:: Passagem selecionada ::
════════════════════
Filippo Grandi: "Será que tivemos uma crise migratória (na Europa)? Penso que temos que ter cuidado quando falamos sobre o assunto. Honestamente, quando olhamos para os números, dos 70 milhões de refugiados e populações deslocadas em todo o mundo, entre 85 a 90 por cento não estão na Europa, não estão na América, não estão na Austrália; estão em países pobres ou em países em vias de desenvolvimento. Aí, sim, é onde há uma crise. Claro que tivemos, a dada altura, pessoas a chegar à Europa em grande número. Isso foi crítico e não foi bem gerido, agravando a crise. E depois essa crise foi politizada, agudizando a situação de forma irreversível".

Os políticos pensaram certamente que era uma crise e trataram a situação como uma crise. E para alguns políticos, tornou-se numa enorme crise, incluindo para Angela Merkel.

"Eu não culpo Angela Merkel, que na minha opinião fez o correto. Mostrou que a Europa ainda valorizava a solidariedade. Mas o problema é que, quando ela fez aquela famosa declaração de que os sírios seriam bem-vindos na Alemanha - não podemos esquecer que os sírios estavam naquela época a fugir de uma guerra atroz - o resto da Europa não seguiu o exemplo, o resto da Europa não compartilhou essa responsabilidade com a Alemanha. Ela foi deixada sozinha. Esse foi o problema".
════════════════════
(Itens de uma coleção de rotulagem)
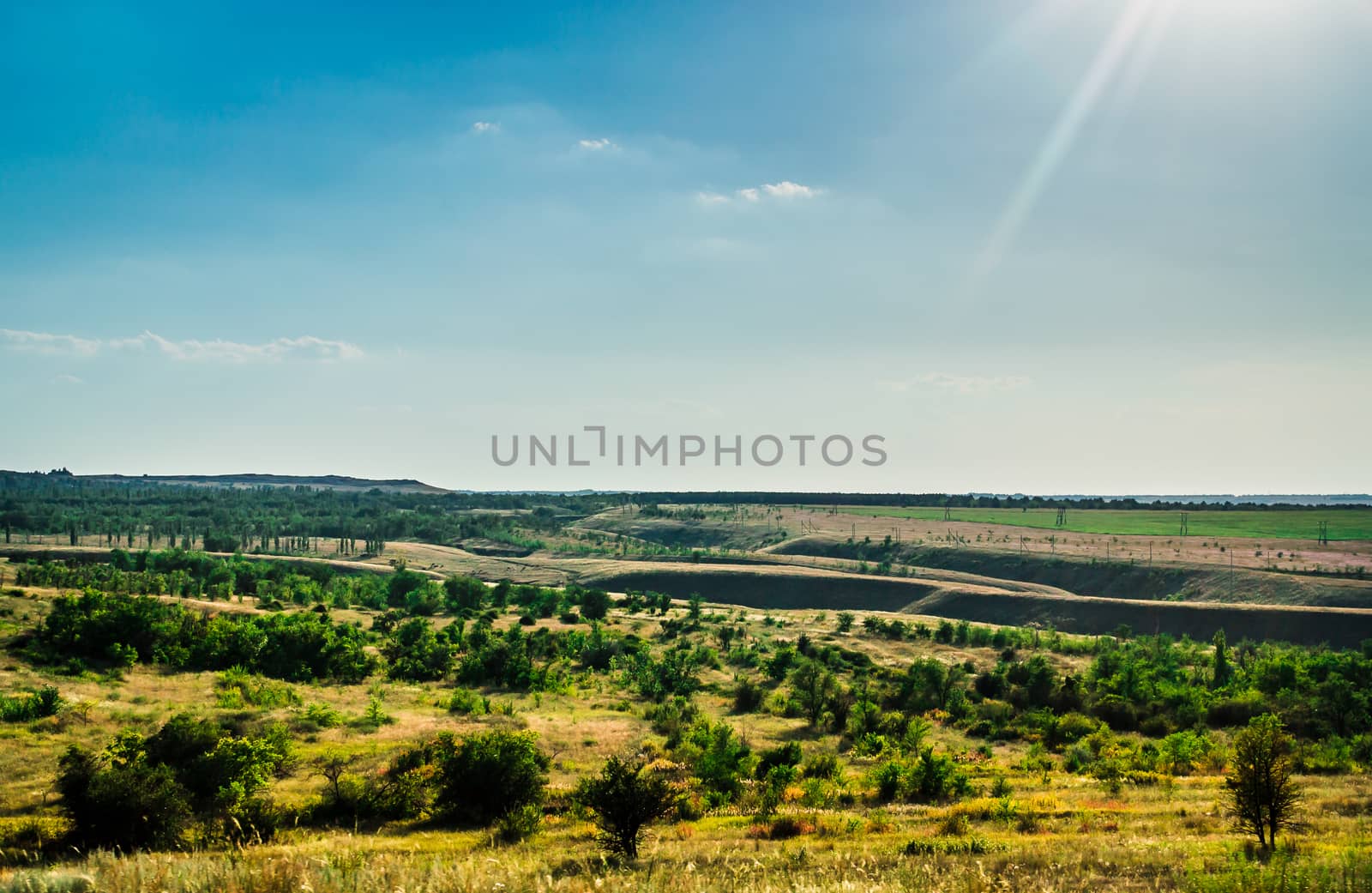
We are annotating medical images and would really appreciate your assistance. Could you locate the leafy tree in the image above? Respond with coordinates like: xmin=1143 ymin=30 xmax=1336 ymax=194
xmin=1224 ymin=714 xmax=1301 ymax=849
xmin=382 ymin=618 xmax=453 ymax=682
xmin=791 ymin=660 xmax=839 ymax=726
xmin=581 ymin=588 xmax=611 ymax=620
xmin=578 ymin=757 xmax=671 ymax=859
xmin=434 ymin=731 xmax=549 ymax=826
xmin=1212 ymin=630 xmax=1233 ymax=689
════════════════════
Transcreva, sem qualquer alteração, o trecho da passagem sobre a crise migratória que começa nas palavras "Os políticos pensaram" e termina após "para Angela Merkel.". A listagem provém de uma fonte distinta da da passagem.

:: Resposta ::
Os políticos pensaram certamente que era uma crise e trataram a situação como uma crise. E para alguns políticos, tornou-se numa enorme crise, incluindo para Angela Merkel.